> Challenges
**a.** Reproduce word for word the passage about the house built in 1967, everything from "Went to see" down to "pie a la mode.".
**b.** Please summarize the passage about the house built in 1967 in two sentences.
**c.** Answer these questions about the passage about the house built in 1967:
(i) In what year did the writer's father build the house?
(ii) What time did the writer arrive home on the snowy winter night?
(iii) What role did Joe Lanza have?

> Selected text
────────────────────

Went to see my mom yesterday, and on the way I passed by the house my father built in 1967. We moved into it when I was 14. It was the sum of his life’s work–his own Holy of Holies.
Once upon a time, on a snowy, bitter-cold winter’s night, in spite of being forbidden to stay out too late after weekend drumming gigs, I broke house rules and arrived home at 4 am. Joe Lanza, our percussionist, and I made the rounds of Montreal after our gig, and ended up eating at his father’s steak house at 2am. My young bottomless pit managed to accommodate three baked potatoes, stuffed with butter, sour cream and chives, a 24 oz. porterhouse, topping it all off with hot French apple pie a la mode.

────────────────────

> Excerpts from segmentation records
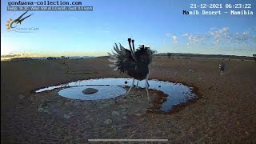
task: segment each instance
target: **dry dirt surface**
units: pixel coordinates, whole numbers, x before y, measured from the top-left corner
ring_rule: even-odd
[[[221,76],[218,64],[226,63]],[[1,62],[1,143],[98,143],[94,138],[168,139],[128,143],[256,143],[256,62],[154,58],[150,79],[197,88],[199,98],[175,113],[148,111],[143,89],[99,101],[33,90],[96,78],[126,78],[106,58]],[[161,92],[150,90],[151,97]],[[122,143],[118,142],[106,143]],[[127,143],[127,142],[126,142]]]

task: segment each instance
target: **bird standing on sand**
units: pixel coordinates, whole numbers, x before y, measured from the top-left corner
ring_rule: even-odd
[[[223,72],[224,72],[224,63],[222,62],[219,65],[218,65],[218,68],[221,71],[221,75],[223,75]]]
[[[114,70],[119,70],[120,73],[126,73],[134,78],[133,83],[127,91],[126,94],[130,92],[134,85],[134,79],[143,80],[146,79],[146,90],[148,100],[150,95],[148,91],[148,78],[150,76],[149,65],[152,62],[152,55],[154,53],[150,47],[145,47],[144,45],[140,45],[138,49],[134,49],[134,40],[128,38],[130,50],[124,48],[119,43],[119,48],[115,43],[113,54],[108,53],[110,56],[110,62],[114,62],[110,66],[116,68]],[[131,43],[133,47],[131,46]]]

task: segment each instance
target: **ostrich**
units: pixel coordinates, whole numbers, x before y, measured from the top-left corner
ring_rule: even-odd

────────────────────

> Answers in order
**a.**
Went to see my mom yesterday, and on the way I passed by the house my father built in 1967. We moved into it when I was 14. It was the sum of his life’s work–his own Holy of Holies.
Once upon a time, on a snowy, bitter-cold winter’s night, in spite of being forbidden to stay out too late after weekend drumming gigs, I broke house rules and arrived home at 4 am. Joe Lanza, our percussionist, and I made the rounds of Montreal after our gig, and ended up eating at his father’s steak house at 2am. My young bottomless pit managed to accommodate three baked potatoes, stuffed with butter, sour cream and chives, a 24 oz. porterhouse, topping it all off with hot French apple pie a la mode.

**b.** On the way to visit their mother, the writer passed the house their father built in 1967, which the family moved into when the writer was 14 and which was the sum of his life's work. On one bitter-cold winter night, the writer broke house rules after a drumming gig, went around Montreal with percussionist Joe Lanza, ate a huge steak-house meal at 2 am, and got home at 4 am.

**c.**
(i) 1967
(ii) 4 am
(iii) He was the percussionist.